Source information:
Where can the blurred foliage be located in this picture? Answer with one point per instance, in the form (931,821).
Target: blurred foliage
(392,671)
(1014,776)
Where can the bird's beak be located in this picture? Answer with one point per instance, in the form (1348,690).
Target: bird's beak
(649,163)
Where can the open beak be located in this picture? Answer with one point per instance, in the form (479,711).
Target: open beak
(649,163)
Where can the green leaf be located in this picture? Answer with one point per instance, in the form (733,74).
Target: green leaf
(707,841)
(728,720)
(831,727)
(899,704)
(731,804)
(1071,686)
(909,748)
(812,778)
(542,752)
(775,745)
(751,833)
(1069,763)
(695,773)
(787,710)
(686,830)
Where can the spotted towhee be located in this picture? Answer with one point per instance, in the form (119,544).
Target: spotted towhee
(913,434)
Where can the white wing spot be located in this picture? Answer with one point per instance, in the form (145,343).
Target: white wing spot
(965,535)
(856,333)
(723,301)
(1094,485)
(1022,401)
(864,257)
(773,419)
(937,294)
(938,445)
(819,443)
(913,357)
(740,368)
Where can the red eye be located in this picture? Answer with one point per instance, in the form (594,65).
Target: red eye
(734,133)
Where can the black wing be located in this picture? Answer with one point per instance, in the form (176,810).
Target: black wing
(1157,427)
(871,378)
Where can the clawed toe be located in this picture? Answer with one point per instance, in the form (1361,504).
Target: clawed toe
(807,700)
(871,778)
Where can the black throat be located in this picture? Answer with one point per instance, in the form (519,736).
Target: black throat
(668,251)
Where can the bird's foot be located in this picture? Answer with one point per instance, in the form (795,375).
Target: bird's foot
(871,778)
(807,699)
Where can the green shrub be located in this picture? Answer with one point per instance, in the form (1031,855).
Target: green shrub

Exercise directions: All that is needed is the number of lines in the listing holding the word "shrub".

Written answer: 2